▶ [PROBLEM TO WORK ON]: Return the material word for word. Do not include the pictures.

[Dataset excerpt]

____

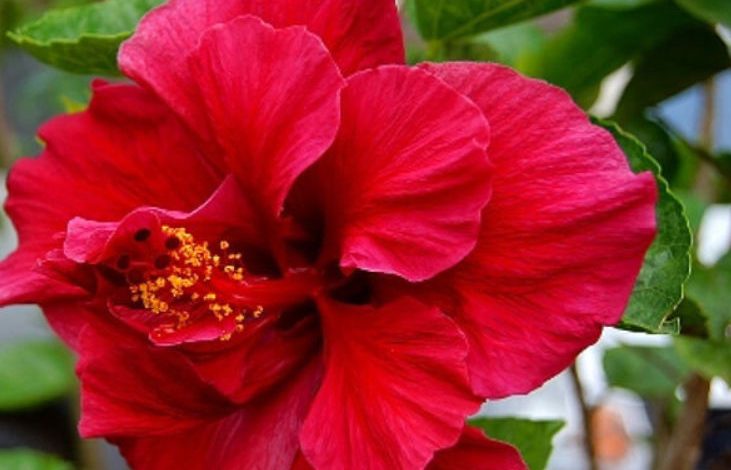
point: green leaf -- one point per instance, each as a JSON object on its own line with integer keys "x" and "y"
{"x": 710, "y": 358}
{"x": 23, "y": 459}
{"x": 511, "y": 43}
{"x": 692, "y": 320}
{"x": 33, "y": 373}
{"x": 659, "y": 286}
{"x": 83, "y": 39}
{"x": 620, "y": 4}
{"x": 599, "y": 41}
{"x": 689, "y": 56}
{"x": 450, "y": 19}
{"x": 711, "y": 289}
{"x": 531, "y": 438}
{"x": 714, "y": 11}
{"x": 678, "y": 161}
{"x": 650, "y": 372}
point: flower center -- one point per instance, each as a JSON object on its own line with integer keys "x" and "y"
{"x": 190, "y": 290}
{"x": 182, "y": 287}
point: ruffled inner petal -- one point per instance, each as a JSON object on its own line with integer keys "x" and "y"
{"x": 383, "y": 368}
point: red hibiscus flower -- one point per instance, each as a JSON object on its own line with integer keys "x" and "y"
{"x": 282, "y": 247}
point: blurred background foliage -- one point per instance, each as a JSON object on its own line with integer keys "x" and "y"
{"x": 623, "y": 61}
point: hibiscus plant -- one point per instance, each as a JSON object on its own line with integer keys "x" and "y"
{"x": 323, "y": 233}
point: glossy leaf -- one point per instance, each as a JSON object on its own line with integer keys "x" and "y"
{"x": 659, "y": 286}
{"x": 678, "y": 161}
{"x": 450, "y": 19}
{"x": 513, "y": 42}
{"x": 689, "y": 56}
{"x": 599, "y": 41}
{"x": 33, "y": 373}
{"x": 651, "y": 372}
{"x": 532, "y": 438}
{"x": 711, "y": 289}
{"x": 23, "y": 459}
{"x": 83, "y": 39}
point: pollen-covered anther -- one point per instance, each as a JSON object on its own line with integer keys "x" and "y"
{"x": 181, "y": 286}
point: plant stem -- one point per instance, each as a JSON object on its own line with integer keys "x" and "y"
{"x": 586, "y": 413}
{"x": 683, "y": 450}
{"x": 7, "y": 139}
{"x": 704, "y": 183}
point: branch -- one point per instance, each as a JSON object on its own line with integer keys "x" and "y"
{"x": 586, "y": 413}
{"x": 683, "y": 450}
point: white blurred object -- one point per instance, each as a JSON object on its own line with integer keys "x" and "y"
{"x": 714, "y": 236}
{"x": 611, "y": 91}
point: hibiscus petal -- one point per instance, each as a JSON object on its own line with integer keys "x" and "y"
{"x": 126, "y": 150}
{"x": 131, "y": 388}
{"x": 562, "y": 239}
{"x": 358, "y": 33}
{"x": 474, "y": 451}
{"x": 259, "y": 358}
{"x": 384, "y": 368}
{"x": 261, "y": 436}
{"x": 273, "y": 110}
{"x": 407, "y": 177}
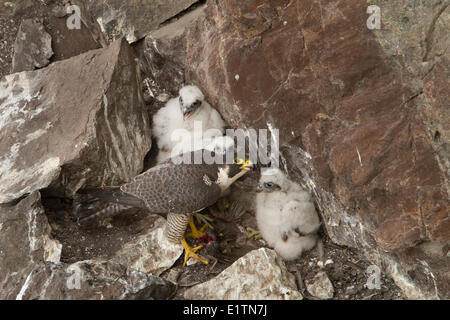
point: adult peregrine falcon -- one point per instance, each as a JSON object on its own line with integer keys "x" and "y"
{"x": 175, "y": 191}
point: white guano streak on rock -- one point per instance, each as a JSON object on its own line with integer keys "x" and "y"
{"x": 10, "y": 110}
{"x": 25, "y": 286}
{"x": 114, "y": 140}
{"x": 39, "y": 176}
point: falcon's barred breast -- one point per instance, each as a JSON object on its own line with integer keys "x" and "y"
{"x": 183, "y": 190}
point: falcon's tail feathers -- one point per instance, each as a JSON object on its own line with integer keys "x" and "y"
{"x": 99, "y": 204}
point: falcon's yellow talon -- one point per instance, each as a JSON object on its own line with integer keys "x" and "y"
{"x": 190, "y": 253}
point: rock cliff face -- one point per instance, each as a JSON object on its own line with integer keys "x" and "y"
{"x": 78, "y": 122}
{"x": 363, "y": 117}
{"x": 363, "y": 114}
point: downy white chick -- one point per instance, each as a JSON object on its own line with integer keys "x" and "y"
{"x": 286, "y": 216}
{"x": 189, "y": 111}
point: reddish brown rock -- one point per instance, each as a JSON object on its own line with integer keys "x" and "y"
{"x": 354, "y": 119}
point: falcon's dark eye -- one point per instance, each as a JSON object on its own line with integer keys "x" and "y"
{"x": 270, "y": 185}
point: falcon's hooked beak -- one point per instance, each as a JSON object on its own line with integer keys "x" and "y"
{"x": 246, "y": 165}
{"x": 189, "y": 110}
{"x": 268, "y": 187}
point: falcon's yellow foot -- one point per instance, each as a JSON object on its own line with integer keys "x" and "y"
{"x": 255, "y": 234}
{"x": 196, "y": 233}
{"x": 191, "y": 253}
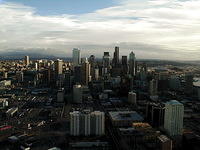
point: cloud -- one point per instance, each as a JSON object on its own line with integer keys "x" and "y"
{"x": 154, "y": 29}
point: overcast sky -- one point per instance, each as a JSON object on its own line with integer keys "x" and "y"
{"x": 163, "y": 29}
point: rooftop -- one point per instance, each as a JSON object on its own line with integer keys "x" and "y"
{"x": 173, "y": 102}
{"x": 125, "y": 115}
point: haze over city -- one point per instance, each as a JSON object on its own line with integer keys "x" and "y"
{"x": 154, "y": 29}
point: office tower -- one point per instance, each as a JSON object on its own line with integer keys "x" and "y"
{"x": 60, "y": 95}
{"x": 36, "y": 66}
{"x": 155, "y": 114}
{"x": 87, "y": 123}
{"x": 96, "y": 74}
{"x": 174, "y": 82}
{"x": 132, "y": 64}
{"x": 116, "y": 57}
{"x": 77, "y": 93}
{"x": 164, "y": 143}
{"x": 76, "y": 56}
{"x": 20, "y": 76}
{"x": 92, "y": 64}
{"x": 77, "y": 72}
{"x": 97, "y": 123}
{"x": 58, "y": 67}
{"x": 132, "y": 98}
{"x": 74, "y": 123}
{"x": 26, "y": 61}
{"x": 5, "y": 74}
{"x": 124, "y": 65}
{"x": 173, "y": 121}
{"x": 106, "y": 63}
{"x": 153, "y": 87}
{"x": 188, "y": 83}
{"x": 85, "y": 73}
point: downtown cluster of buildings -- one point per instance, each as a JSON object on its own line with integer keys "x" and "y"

____

▶ [EXPECTED ANSWER]:
point: green leaf -- one point per instance, each as a JSON object on its own line with integer keys "x" and "y"
{"x": 710, "y": 358}
{"x": 23, "y": 459}
{"x": 511, "y": 43}
{"x": 692, "y": 320}
{"x": 33, "y": 373}
{"x": 659, "y": 286}
{"x": 83, "y": 39}
{"x": 620, "y": 4}
{"x": 599, "y": 41}
{"x": 689, "y": 56}
{"x": 450, "y": 19}
{"x": 711, "y": 289}
{"x": 531, "y": 438}
{"x": 714, "y": 11}
{"x": 678, "y": 161}
{"x": 650, "y": 372}
point: flower center -- one point per instance, each as a JSON object on its own line with integer keys "x" and "y"
{"x": 190, "y": 290}
{"x": 182, "y": 287}
point: ruffled inner petal -- one point per instance, each as a JSON object on its own line with integer keys "x" and "y"
{"x": 383, "y": 368}
point: red hibiscus flower -- one point per instance, each as a JSON object on its own line with integer keys "x" and "y"
{"x": 282, "y": 247}
point: blurred background foliage -- one point per instance, each as a JSON object on its own line with integer keys "x" and "y"
{"x": 623, "y": 61}
point: hibiscus plant -- one point per instance, each as a JSON object on its own line with integer keys "x" and "y"
{"x": 323, "y": 233}
point: glossy leaf -- one point per instance, each as a JSON object on its own line with integer keys "x" and "y"
{"x": 659, "y": 286}
{"x": 678, "y": 161}
{"x": 450, "y": 19}
{"x": 513, "y": 42}
{"x": 689, "y": 56}
{"x": 599, "y": 41}
{"x": 33, "y": 373}
{"x": 651, "y": 372}
{"x": 532, "y": 438}
{"x": 711, "y": 289}
{"x": 23, "y": 459}
{"x": 83, "y": 39}
point: pollen-covered anther -- one point per instance, each as a JSON object on its own line with integer keys "x" and "y"
{"x": 181, "y": 286}
point: plant stem -- one point per instance, each as a JSON object on its own line with integer keys "x" and "y"
{"x": 586, "y": 413}
{"x": 683, "y": 450}
{"x": 7, "y": 139}
{"x": 704, "y": 183}
point: branch -- one point per instance, each as a JSON object on its own line with integer keys "x" and "y"
{"x": 586, "y": 413}
{"x": 683, "y": 450}
point: white blurred object -- one point per instance, each as a JSON object on its own line with integer keys "x" and "y"
{"x": 714, "y": 236}
{"x": 611, "y": 91}
point: hibiscus petal -- one point per instance, each as a JSON object on its own line with integer keys "x" and "y"
{"x": 126, "y": 150}
{"x": 131, "y": 388}
{"x": 562, "y": 239}
{"x": 358, "y": 33}
{"x": 474, "y": 451}
{"x": 259, "y": 358}
{"x": 384, "y": 368}
{"x": 261, "y": 436}
{"x": 273, "y": 110}
{"x": 407, "y": 177}
point: adult peregrine falcon -- one point per instance, each as a JSON object on its own line with integer keys "x" and "y"
{"x": 175, "y": 191}
point: white guano streak on rock -- one point per instance, each as a JSON object on its own line with integer keys "x" and "y"
{"x": 10, "y": 110}
{"x": 25, "y": 286}
{"x": 114, "y": 140}
{"x": 39, "y": 176}
point: falcon's barred breast -- one point per instance, each as a JSON object on its own line with integer keys "x" and "y"
{"x": 183, "y": 190}
point: falcon's tail feathers -- one point per instance, each as a JSON object on its own line with integer keys "x" and "y"
{"x": 99, "y": 204}
point: falcon's yellow talon -- one point per instance, each as a JSON object on its own line with integer keys "x" and "y"
{"x": 190, "y": 253}
point: rock cliff face -- one point per instance, each as a JSON object on its own line with integer keys "x" and "y"
{"x": 78, "y": 122}
{"x": 363, "y": 117}
{"x": 363, "y": 114}
point: downy white chick -- one point per instance, each as a JSON object on its own line with integer keys "x" and "y"
{"x": 286, "y": 216}
{"x": 189, "y": 111}
point: reddish brown rock -- one point per instance, each as a JSON object on its own line with integer keys "x" and "y"
{"x": 354, "y": 119}
point: falcon's dark eye -- one point per instance, each as a JSON object on its own line with integer keys "x" and "y"
{"x": 270, "y": 185}
point: falcon's hooked beak -- one point per instance, each as a JSON object on its own line with integer keys "x" and "y"
{"x": 246, "y": 165}
{"x": 189, "y": 110}
{"x": 268, "y": 187}
point: falcon's yellow foot -- one point per instance, each as a JSON object on its own line with integer keys "x" and "y"
{"x": 255, "y": 234}
{"x": 196, "y": 233}
{"x": 191, "y": 253}
point: cloud -- one point per instance, each as a JSON object on its own line with integer keys "x" and "y"
{"x": 154, "y": 29}
point: overcast sky -- one point per instance, each as a JSON object on its own line with integer keys "x" and "y"
{"x": 163, "y": 29}
point: rooftop -- one point per instance, each as a JSON object on its own line with integer keys "x" and "y"
{"x": 173, "y": 102}
{"x": 125, "y": 115}
point: haze over city -- one point per instance, each as a JSON object on its own line with integer keys "x" and "y"
{"x": 154, "y": 29}
point: office tower -- one point per instance, each as a JSON object on its own line with integer keys "x" and "y"
{"x": 60, "y": 95}
{"x": 36, "y": 66}
{"x": 155, "y": 114}
{"x": 87, "y": 123}
{"x": 96, "y": 74}
{"x": 174, "y": 82}
{"x": 132, "y": 64}
{"x": 116, "y": 57}
{"x": 77, "y": 93}
{"x": 164, "y": 143}
{"x": 76, "y": 56}
{"x": 20, "y": 76}
{"x": 92, "y": 64}
{"x": 77, "y": 72}
{"x": 97, "y": 123}
{"x": 58, "y": 67}
{"x": 132, "y": 98}
{"x": 74, "y": 123}
{"x": 26, "y": 61}
{"x": 5, "y": 74}
{"x": 124, "y": 65}
{"x": 173, "y": 121}
{"x": 106, "y": 63}
{"x": 153, "y": 87}
{"x": 188, "y": 83}
{"x": 85, "y": 73}
point: downtown cluster of buildings -- one point per instance, each as a JSON object on its own line with integer keys "x" and "y"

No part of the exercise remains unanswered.